### SOURCE RECORDS ###

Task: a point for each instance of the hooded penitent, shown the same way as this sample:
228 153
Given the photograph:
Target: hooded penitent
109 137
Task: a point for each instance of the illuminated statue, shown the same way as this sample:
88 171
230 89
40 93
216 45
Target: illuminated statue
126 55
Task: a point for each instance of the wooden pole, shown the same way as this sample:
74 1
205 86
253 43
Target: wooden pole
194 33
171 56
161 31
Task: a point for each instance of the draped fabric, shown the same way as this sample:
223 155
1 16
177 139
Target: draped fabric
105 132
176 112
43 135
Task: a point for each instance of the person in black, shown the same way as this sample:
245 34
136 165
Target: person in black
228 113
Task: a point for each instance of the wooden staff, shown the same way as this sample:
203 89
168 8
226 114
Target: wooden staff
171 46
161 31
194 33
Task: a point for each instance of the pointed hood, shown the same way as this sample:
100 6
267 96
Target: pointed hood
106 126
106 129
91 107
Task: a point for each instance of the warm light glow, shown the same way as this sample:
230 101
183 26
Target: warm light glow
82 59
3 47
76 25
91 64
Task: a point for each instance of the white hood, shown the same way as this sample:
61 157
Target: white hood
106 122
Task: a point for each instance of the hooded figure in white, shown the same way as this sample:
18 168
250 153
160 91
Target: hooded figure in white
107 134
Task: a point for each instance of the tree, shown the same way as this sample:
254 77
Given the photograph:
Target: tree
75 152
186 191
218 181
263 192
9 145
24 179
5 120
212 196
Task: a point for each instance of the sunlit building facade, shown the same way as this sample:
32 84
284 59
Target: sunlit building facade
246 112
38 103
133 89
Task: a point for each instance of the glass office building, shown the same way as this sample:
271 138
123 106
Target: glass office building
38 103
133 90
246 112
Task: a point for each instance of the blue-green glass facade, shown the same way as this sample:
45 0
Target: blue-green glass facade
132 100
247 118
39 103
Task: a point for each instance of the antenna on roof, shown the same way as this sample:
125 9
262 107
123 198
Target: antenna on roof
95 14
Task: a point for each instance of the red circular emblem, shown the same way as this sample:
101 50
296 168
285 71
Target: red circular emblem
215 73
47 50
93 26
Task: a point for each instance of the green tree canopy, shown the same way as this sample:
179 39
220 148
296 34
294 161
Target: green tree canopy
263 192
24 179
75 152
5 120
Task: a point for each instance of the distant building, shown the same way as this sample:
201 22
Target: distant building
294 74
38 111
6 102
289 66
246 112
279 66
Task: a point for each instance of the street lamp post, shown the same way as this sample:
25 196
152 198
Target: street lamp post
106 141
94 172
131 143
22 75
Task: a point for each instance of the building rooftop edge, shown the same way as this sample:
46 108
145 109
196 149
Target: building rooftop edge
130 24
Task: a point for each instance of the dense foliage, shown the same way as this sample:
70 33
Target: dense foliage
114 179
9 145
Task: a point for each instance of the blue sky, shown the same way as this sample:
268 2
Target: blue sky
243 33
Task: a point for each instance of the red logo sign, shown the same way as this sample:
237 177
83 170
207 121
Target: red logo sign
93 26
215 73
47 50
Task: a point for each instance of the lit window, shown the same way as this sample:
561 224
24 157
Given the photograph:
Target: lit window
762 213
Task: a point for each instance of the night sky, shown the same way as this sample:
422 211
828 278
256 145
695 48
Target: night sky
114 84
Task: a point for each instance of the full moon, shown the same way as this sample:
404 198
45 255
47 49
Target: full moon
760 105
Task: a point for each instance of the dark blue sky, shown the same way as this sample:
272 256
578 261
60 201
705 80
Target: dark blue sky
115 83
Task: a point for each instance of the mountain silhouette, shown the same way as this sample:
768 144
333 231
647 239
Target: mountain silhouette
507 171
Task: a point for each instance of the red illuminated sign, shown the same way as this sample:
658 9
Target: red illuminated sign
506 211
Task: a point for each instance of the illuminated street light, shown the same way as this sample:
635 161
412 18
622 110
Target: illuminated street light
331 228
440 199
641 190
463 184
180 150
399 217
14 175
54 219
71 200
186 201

###

STATED GOAL:
Reproduce the whole listing word for word.

FULL RESPONSE:
Task: a point for each instance of the hooded penitent, shown the same way as this sample:
228 153
Given the photograph:
Target: hooded penitent
109 137
Task: a point for each instance of the illuminated statue, shown the same way as this sample:
88 171
230 89
40 93
216 45
Target: illuminated statue
126 55
Task: a point for each instance of the wooden pole, shown the same way as this sample:
74 1
205 86
253 43
Target: wooden pole
194 33
171 56
161 31
Task: a point for each instance of the draped fabric, shown the same way as this sample:
223 155
1 16
177 139
Target: draped fabric
105 132
176 112
43 135
Task: a point for each instance of the person in black, shown the same way as this sample:
245 34
136 165
Target: person in black
228 113
Task: a point for each instance of the wooden staff, shown the same way as this sample:
203 89
168 8
226 114
Target: wooden staff
171 46
161 31
194 33
Task: a point for each instance of the pointed hood, shown the same way as this sample:
100 6
267 96
Target: pointed hood
106 126
106 129
91 107
Task: a point for each instance of the warm light glow, shown the same way as this sample:
230 101
183 26
Target: warm light glow
82 59
3 47
76 25
91 64
Task: a point for each instance of the white hood, shown the same way as this sample:
61 157
Target: white hood
106 122
Task: a point for each instance of the hooded figure in white, shown the same way as this sample:
18 168
250 153
160 91
Target: hooded figure in white
107 134
Task: a point for each instance of the tree, shown the same way as this sample:
254 77
Given the photograph:
Target: tree
75 152
186 191
218 181
263 192
9 145
24 179
5 120
212 196
Task: a point for each instance of the sunlit building facade, shown the same way as this sample:
32 84
284 59
Target: sunlit building facade
246 112
38 103
133 89
Task: a point for each instance of the glass office building, shown the same way as this sample:
271 138
123 106
Target: glass office building
38 103
133 90
246 112
Task: a point for each instance of the blue-green glass facade, shown the same way as this sample:
45 0
Target: blue-green glass facade
132 100
247 118
39 103
Task: a point for each instance of the antenna on roof, shown the same way as this sample:
125 9
262 107
123 198
Target: antenna on roof
95 14
Task: a point for each instance of the red circular emblem, shown the same way as this sample:
101 50
296 168
285 71
Target: red circular emblem
215 73
47 50
93 26
Task: a point for each instance of the green tree canopy, shown the same way as this sample:
179 39
220 148
296 34
294 161
Target: green tree canopy
263 192
24 179
75 152
5 120
Task: a point for each instance of the distant building, shown the same way as this sample:
201 22
Target: distant building
294 74
38 111
6 102
289 66
246 112
279 66
Task: a point for each instance of the street lamp post, shown the same way as this sample:
25 196
152 198
Target: street lamp post
106 141
94 172
131 143
22 75
Task: a point for each instance of the building rooftop edge, shown the same way as this sample:
46 108
145 109
196 149
Target: building rooftop edge
130 24
Task: a point for each instance of the dense foliage, shown the same way as this sample:
70 33
Target: dense foliage
114 179
9 145
Task: a point for each instance of the blue sky, shown the same way as this sample:
268 2
Target: blue sky
243 33
Task: a point for each instance of the red logo sign, shown the same way as this sample:
237 177
83 170
207 121
Target: red logo sign
93 26
215 73
47 50
Task: a point for each instance of the lit window, shown the same way as this sample:
561 224
24 157
Given the photograph:
Target: lit window
762 213
Task: a point for each instance of the night sky, shown the same way as this sample:
422 211
828 278
256 145
695 48
Target: night sky
114 84
Task: a point for each instance of the full moon, shown the same way as this sample:
404 198
45 255
47 49
Target: full moon
760 105
Task: a point for each instance of the dark blue sky, shown the same way as this sample:
272 256
578 261
60 201
705 80
Target: dark blue sky
115 83
Task: a point for each instance of the mountain silhouette, shown the same way as this sample:
768 144
333 231
647 239
Target: mountain silhouette
507 171
Task: a point for each instance of the red illuminated sign, shown the same way as this sample:
658 9
Target: red illuminated sign
506 211
Task: a point for each instance of the illuminated street light, shown the same way as this sample:
635 161
412 18
622 110
Target: illuminated street light
331 228
440 199
641 190
463 184
180 150
399 217
14 175
54 219
71 200
186 201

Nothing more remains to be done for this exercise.